=== Extract to read ===

A team of researchers based at the University of Missouri-Columbia has succeeded in modeling capsid proteins in the HIV genome, which may lead to new drugs to help treat the virus. HIV, or human immunodeficiency virus, is the disease that leads to AIDS, or the acquired immunodeficiency syndrome. About 35 million people around the globe live with HIV, and its rapidly changing nature makes fighting it very difficult.

As it turns out, part of the reason HIV is so hard to treat is that within the virus are capsid proteins, which act kind of like shells to protect the genome while the virus reproduces. Until now, we have only been able to model mutated versions of these proteins, but the team, led by Professor Stefan Sarafianos and researcher Karen Kirby, have used crystalline x-ray technology to develop a model of a normal capsid protein.

What they found was that the proteins protect the genome while it’s reproducing, but if that protein is too stable, its “cargo” is never released. On the other hand, if the protein is too unstable, the cargo isn’t protected and it tips off the body’s immune system, which creates viral antibodies to fight it. So the virus needs the proteins to be “just right,” and that’s what the team managed to model.

===

Questions to answer:
[1] In the passage on HIV capsid proteins, what technology did the team use to model a normal capsid protein?
[2] Rewrite the part of the passage on HIV capsid proteins that opens with the words containing "A team of researchers" and closes with "normal capsid protein.", substituting "coat proteins" for "capsid proteins".
[3] Please pick up the passage on HIV capsid proteins after its final sentence and carry it forward.

=== Provided records ===

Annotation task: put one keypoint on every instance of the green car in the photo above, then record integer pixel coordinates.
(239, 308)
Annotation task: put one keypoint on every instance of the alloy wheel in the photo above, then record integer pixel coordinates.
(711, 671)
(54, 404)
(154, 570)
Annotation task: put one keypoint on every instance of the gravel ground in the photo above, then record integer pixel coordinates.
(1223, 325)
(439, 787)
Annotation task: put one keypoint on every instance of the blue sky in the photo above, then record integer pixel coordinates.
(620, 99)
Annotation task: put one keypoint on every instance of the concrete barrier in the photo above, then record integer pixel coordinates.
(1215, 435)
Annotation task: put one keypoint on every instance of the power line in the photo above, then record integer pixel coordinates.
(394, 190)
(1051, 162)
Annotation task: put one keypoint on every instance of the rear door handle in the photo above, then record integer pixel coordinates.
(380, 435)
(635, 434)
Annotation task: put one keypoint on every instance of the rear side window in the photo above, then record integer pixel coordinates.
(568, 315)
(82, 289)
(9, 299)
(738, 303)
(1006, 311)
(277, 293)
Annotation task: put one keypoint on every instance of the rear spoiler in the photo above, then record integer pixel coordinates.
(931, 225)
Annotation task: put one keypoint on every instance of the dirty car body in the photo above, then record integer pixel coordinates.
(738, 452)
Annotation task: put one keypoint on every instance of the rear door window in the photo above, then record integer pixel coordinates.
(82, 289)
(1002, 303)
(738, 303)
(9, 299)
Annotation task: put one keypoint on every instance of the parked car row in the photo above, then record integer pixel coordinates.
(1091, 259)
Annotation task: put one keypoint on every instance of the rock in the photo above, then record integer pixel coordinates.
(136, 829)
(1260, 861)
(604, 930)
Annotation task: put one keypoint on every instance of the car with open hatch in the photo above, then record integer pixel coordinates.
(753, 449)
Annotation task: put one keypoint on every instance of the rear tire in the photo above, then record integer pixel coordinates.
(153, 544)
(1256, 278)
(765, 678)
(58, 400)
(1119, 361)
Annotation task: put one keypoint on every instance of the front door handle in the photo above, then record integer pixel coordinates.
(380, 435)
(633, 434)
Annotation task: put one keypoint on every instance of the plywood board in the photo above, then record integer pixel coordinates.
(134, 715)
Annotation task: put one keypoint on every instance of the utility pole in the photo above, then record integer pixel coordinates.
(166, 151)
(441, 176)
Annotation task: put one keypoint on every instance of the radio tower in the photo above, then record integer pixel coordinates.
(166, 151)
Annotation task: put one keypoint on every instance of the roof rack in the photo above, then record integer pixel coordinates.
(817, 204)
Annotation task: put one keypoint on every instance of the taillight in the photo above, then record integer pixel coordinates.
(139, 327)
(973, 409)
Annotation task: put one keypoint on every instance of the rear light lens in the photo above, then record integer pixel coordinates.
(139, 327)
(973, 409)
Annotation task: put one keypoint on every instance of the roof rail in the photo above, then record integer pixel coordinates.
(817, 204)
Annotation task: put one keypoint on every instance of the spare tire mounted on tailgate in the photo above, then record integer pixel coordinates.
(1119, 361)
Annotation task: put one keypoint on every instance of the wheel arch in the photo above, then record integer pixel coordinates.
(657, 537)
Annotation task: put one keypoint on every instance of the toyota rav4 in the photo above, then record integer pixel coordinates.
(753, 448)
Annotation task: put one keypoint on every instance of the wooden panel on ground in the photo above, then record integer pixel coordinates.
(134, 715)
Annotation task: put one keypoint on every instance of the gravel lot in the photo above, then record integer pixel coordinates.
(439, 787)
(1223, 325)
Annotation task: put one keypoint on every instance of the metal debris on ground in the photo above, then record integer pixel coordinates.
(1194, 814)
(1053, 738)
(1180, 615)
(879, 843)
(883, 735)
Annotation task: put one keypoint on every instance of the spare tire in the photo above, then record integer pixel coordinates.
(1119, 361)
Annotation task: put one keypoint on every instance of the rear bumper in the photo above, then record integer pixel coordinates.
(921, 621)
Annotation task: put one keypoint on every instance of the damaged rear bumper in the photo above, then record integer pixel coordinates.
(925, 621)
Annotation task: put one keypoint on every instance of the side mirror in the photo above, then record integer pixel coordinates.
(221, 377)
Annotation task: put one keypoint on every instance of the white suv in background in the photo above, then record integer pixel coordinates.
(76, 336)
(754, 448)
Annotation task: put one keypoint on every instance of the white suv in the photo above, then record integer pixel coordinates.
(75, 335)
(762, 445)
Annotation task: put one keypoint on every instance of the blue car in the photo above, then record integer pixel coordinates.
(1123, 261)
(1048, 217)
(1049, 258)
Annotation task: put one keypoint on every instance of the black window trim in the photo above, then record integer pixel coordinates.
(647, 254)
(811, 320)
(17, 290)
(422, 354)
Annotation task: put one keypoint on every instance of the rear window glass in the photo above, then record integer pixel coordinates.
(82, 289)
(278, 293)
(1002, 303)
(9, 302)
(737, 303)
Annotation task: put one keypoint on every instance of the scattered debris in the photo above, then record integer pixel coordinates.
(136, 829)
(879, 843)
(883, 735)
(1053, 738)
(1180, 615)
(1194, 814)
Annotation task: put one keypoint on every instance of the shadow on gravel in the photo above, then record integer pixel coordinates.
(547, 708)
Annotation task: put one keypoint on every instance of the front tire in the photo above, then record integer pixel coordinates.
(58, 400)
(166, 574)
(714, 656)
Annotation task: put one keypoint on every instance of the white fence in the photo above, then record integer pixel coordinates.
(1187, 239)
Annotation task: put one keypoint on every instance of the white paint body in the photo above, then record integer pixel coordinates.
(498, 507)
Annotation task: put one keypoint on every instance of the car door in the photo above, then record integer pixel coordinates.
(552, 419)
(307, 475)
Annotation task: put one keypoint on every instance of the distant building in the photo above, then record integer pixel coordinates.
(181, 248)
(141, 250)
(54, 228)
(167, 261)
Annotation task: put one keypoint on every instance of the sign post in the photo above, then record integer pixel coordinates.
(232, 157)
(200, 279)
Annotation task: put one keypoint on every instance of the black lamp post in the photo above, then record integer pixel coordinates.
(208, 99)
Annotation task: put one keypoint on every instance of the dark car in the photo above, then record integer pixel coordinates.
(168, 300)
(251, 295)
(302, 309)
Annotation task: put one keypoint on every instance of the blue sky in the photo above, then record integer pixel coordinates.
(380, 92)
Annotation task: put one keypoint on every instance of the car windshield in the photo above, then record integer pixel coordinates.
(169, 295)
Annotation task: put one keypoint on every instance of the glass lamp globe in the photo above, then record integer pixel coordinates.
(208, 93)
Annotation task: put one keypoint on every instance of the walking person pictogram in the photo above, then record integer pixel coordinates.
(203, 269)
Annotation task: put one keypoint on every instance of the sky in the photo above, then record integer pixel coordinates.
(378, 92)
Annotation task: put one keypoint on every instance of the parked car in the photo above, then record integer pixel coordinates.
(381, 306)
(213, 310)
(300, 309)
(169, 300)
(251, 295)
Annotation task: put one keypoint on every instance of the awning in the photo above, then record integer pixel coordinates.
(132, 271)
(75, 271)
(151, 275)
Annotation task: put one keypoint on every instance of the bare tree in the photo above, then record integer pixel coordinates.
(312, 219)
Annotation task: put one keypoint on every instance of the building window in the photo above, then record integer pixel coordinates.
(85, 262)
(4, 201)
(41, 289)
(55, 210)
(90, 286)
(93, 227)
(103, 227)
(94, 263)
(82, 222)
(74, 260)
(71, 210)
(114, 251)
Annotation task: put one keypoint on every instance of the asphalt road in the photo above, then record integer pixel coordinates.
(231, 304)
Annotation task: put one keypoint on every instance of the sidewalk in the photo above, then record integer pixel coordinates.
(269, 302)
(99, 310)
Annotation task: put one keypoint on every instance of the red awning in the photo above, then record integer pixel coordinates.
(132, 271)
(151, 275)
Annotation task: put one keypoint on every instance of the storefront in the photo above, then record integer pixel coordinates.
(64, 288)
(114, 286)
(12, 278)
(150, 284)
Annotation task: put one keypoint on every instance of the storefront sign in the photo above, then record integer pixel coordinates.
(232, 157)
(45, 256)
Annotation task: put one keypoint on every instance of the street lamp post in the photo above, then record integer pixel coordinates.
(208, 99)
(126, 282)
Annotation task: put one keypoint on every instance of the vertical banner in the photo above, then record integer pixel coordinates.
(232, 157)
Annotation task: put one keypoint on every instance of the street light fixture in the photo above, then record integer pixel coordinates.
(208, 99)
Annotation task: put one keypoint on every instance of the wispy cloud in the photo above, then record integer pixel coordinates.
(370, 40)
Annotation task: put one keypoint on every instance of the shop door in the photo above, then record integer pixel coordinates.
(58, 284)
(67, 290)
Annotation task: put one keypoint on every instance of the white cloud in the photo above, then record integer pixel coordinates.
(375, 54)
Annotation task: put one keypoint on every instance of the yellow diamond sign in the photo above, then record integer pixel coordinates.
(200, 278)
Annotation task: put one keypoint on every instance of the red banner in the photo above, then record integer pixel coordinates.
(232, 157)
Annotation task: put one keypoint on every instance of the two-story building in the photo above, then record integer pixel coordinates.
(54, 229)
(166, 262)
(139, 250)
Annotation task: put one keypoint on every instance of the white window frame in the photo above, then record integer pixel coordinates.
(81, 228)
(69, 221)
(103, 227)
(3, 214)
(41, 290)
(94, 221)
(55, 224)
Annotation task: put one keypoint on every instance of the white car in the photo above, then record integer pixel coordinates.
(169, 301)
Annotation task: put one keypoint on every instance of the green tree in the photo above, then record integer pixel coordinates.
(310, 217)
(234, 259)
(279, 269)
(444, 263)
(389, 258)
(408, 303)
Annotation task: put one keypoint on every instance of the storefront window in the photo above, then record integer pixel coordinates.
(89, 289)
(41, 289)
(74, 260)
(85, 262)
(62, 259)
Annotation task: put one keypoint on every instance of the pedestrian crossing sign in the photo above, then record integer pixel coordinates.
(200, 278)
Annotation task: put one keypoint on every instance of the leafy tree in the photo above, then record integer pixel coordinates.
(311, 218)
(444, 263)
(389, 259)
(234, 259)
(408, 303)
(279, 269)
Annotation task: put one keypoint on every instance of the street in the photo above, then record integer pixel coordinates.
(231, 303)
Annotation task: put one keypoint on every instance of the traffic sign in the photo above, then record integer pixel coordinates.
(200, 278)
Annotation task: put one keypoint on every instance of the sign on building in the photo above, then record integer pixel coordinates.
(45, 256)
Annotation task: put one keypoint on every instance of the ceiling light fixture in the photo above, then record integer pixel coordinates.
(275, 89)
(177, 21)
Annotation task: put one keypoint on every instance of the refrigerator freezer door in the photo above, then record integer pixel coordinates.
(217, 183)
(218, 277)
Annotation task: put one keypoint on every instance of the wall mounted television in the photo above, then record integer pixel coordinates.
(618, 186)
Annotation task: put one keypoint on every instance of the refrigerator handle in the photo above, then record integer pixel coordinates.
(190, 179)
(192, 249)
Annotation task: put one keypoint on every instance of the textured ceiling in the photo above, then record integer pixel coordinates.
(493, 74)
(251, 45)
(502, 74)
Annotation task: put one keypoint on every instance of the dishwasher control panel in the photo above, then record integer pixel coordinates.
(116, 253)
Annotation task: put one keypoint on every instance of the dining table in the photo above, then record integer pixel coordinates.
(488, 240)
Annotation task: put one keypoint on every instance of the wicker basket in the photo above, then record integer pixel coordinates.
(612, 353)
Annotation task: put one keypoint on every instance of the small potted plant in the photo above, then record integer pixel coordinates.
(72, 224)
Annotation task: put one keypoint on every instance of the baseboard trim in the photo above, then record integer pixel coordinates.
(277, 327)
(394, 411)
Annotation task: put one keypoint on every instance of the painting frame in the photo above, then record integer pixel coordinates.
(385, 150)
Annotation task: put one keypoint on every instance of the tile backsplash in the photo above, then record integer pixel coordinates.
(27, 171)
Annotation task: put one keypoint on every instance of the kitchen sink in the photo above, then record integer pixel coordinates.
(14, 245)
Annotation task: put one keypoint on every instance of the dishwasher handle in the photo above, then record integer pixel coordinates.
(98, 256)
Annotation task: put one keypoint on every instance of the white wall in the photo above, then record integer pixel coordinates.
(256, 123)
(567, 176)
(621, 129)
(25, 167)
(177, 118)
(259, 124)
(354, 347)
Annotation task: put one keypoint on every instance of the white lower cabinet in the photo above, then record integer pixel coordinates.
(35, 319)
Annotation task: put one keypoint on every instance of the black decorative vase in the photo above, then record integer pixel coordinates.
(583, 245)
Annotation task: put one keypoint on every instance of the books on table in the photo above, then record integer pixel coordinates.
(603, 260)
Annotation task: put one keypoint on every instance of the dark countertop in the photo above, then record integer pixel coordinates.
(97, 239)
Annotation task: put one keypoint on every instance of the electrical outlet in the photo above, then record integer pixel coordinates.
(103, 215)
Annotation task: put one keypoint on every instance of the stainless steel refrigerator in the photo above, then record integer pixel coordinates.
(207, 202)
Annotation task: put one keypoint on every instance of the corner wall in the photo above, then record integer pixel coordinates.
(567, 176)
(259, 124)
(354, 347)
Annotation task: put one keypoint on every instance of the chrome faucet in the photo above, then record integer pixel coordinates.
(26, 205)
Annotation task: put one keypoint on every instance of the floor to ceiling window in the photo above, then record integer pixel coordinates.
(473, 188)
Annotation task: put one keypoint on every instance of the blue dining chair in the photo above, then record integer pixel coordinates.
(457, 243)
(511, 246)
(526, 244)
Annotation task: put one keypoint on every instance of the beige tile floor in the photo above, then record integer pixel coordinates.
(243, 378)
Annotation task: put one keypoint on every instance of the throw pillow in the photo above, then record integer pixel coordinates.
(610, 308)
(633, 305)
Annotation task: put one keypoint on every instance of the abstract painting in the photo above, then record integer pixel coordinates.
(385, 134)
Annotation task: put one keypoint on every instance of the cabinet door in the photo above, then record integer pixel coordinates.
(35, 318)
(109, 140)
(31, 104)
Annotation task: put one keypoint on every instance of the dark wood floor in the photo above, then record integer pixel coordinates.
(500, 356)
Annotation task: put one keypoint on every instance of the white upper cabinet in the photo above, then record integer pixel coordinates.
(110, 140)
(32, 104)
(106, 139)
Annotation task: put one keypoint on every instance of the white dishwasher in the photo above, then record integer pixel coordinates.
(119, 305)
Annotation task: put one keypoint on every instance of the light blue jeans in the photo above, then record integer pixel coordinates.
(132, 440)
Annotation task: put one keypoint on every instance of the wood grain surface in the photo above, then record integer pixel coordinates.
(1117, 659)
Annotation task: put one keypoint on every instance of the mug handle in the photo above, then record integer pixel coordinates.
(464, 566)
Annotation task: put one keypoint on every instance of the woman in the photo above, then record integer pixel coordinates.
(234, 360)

===

Responses for each task:
[1] Crystalline x-ray technology.

[2]
A team of researchers based at the University of Missouri-Columbia has succeeded in modeling coat proteins in the HIV genome, which may lead to new drugs to help treat the virus. HIV, or human immunodeficiency virus, is the disease that leads to AIDS, or the acquired immunodeficiency syndrome. About 35 million people around the globe live with HIV, and its rapidly changing nature makes fighting it very difficult.

As it turns out, part of the reason HIV is so hard to treat is that within the virus are coat proteins, which act kind of like shells to protect the genome while the virus reproduces. Until now, we have only been able to model mutated versions of these proteins, but the team, led by Professor Stefan Sarafianos and researcher Karen Kirby, have used crystalline x-ray technology to develop a model of a normal capsid protein.

[3]
The team was given a $2.28 million grant to continue their work over the next five years and, hopefully, develop medicine using this new knowledge. They found that a number of water molecules are involved in keeping the protein just stable enough, and by dehydrating those molecules, they could weaken the protein. With further research, maybe the team can figure out a reliable way to modify the capsid proteins of HIV, and thereby prevent it from reproducing, or allow the body’s immune system to fight it off on its own.